„Green New Deal“ der USA
Die globale Erwärmung müsse umgehend und umfassend angegangen, vermindert und letztendlich gestoppt werden, dabei reiche das Ziel der Klimaneutralität in Industriestaaten bis 2050 bei Weitem nicht aus. Wir bräuchten ganzheitliche Politikkonzepte, welche die großen Emittenten dieser Erde möglichst bis 2030 defossilisieren könnten – schreibt der Energieexperte Hans-Josef Fell in seinem Blog am 24.01.2020. Seit 2018 laufen solche Entwürfe meist unter Etiketten wie „Green New Deal“ (GND). Dieser Begriff und erste Konzepte kämen ausgerechnet aus dem Land, dessen Präsident sich vehement gegen jedes klimapolitische Handeln sträube, den USA.
Angelehnt an den „New Deal“ unter Präsident Roosevelt, der eingeführt wurde, um die Weltwirtschaftskrise der 1920er/30er zu bekämpfen und auf Sozial- und Wirtschaftsreformen setzte, wurde dieser Ansatz nun um „neue“ Ideen erweitert, dem Ausbau der Erneuerbaren Energien und der nachhaltigen Ressourcennutzung. Die Kernpunkte des „Green New Deals“ lauten:
- Umstellung auf 100% Erneuerbare Energien bis 2035,
- Ausbau eines nachhaltigen öffentlichen Nah- und Fernverkehrs und
- strikte Emissionsreduktion, die sich nicht auf den Emissionshandel verlässt.
Diese Ideen gehen damit weit über das hinaus, was z.B. Deutschland oder die EU vorhaben und bereits als ambitioniert bezeichnen, auf allen Ebenen. Der demokratische Senator Ed Markey und die Abgeordnete Alexandria Ocasio-Cortez (ebenfalls Demokraten) veröffentlichten im Februar 2019 das erste umfassende Papier, das alle im Green New Deal aufgeführten Maßnahmen enthält.
Mittlerweile schlossen sich viele namhafte Politiker, Organisationen und Einzelpersonen, dem Vorhaben der Realisierung des GND an – unter ihnen die Wirtschaftsnobelpreisträger Joseph Stiglitz und Paul Krugmann sowie der ehemalige UN-Generalsekretär Ban Ki-moon, schließlich nahezu 100 Abgeordnete und 15 US-Senatoren. Bedeutend ist hierbei, dass sich sechs der demokratischen Präsidentschaftskandidaten zu dem Green New Deal bekennen. Während drei von Ihnen bereits aufgegeben haben, sind es vor allem zwei der verbliebenen Kandidat, die mit als Favoriten im Rennen um die Präsidentschaftswahl im November 2020 gelten: Bernie Sanders und Elizabeth Warren.

========

Wann veröffentlichten Ed Markey und Alexandria Ocasio-Cortez laut dem Ausgangstext das erste umfassende Papier mit allen Maßnahmen des Green New Deal?

— Bereitgestelltes Material —

========

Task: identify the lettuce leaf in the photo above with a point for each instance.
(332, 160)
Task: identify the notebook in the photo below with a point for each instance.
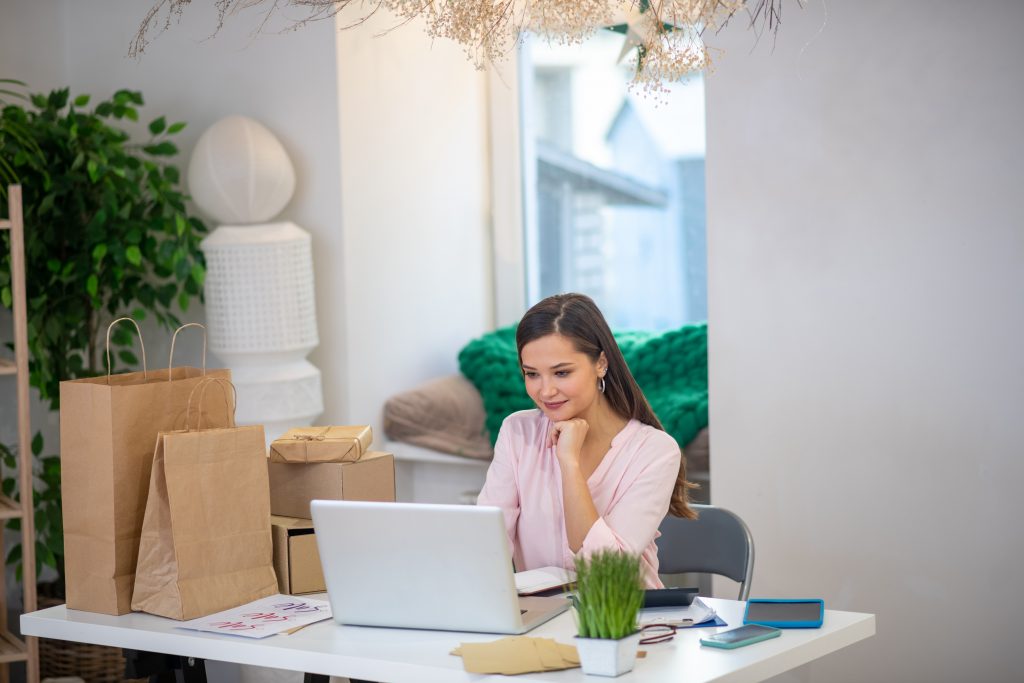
(423, 566)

========

— Musterlösung —
Im Februar 2019.